- [Work order] Among the lines of the records, count those containing the word "instance", then give the number alone.

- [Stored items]
-*-*-
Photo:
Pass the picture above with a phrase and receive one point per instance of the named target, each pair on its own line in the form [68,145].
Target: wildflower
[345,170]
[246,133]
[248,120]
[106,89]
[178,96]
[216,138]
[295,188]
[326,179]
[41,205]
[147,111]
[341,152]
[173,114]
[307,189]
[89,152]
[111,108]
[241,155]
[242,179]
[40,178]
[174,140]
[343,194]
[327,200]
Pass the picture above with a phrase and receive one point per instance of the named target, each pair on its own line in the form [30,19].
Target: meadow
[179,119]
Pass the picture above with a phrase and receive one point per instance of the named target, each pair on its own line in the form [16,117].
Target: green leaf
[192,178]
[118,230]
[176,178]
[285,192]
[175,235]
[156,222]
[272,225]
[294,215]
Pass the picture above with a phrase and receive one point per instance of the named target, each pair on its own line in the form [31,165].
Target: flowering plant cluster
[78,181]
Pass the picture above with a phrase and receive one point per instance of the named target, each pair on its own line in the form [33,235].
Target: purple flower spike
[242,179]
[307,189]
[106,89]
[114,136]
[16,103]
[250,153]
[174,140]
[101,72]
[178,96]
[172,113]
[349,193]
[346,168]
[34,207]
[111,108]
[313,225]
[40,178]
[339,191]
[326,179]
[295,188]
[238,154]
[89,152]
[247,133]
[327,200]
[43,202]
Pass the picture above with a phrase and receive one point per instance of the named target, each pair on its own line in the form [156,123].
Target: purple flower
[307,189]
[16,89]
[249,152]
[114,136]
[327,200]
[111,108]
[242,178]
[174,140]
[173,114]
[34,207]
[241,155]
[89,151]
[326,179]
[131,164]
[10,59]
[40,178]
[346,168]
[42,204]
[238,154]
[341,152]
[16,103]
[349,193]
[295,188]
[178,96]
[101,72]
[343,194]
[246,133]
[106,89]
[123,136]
-*-*-
- [Your solution] 6